*** Block opens ***
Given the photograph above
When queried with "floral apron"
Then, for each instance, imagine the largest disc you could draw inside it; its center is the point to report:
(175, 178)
*** Block closes ***
*** Block opens ***
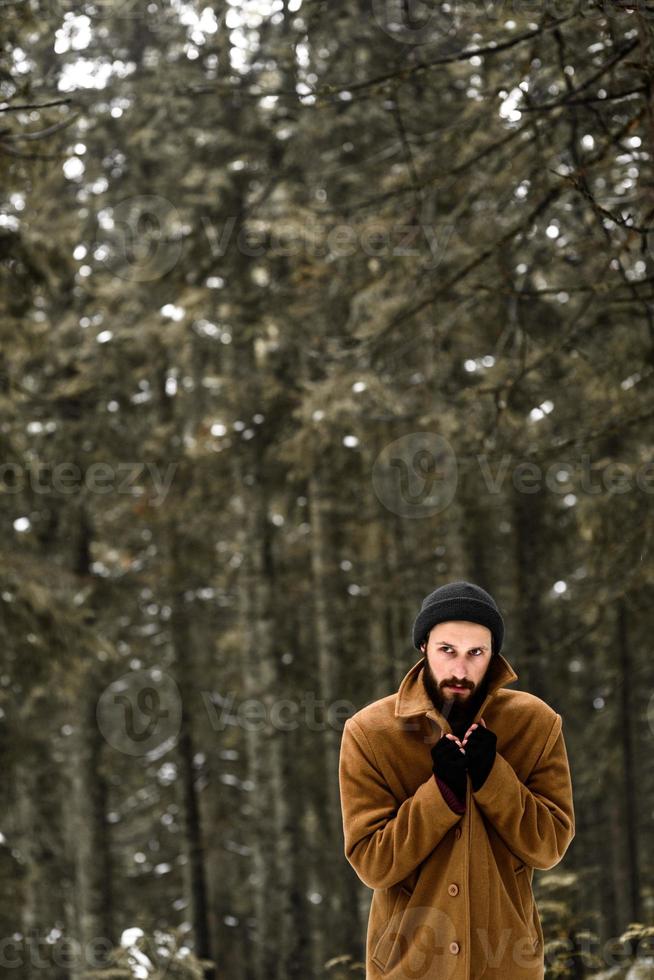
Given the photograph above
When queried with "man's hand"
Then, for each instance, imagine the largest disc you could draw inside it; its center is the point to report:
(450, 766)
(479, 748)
*** Block closes ***
Scan the entries above and return each line that holds "When".

## Exercise response
When queried with "floral apron"
When queried with "man's hand"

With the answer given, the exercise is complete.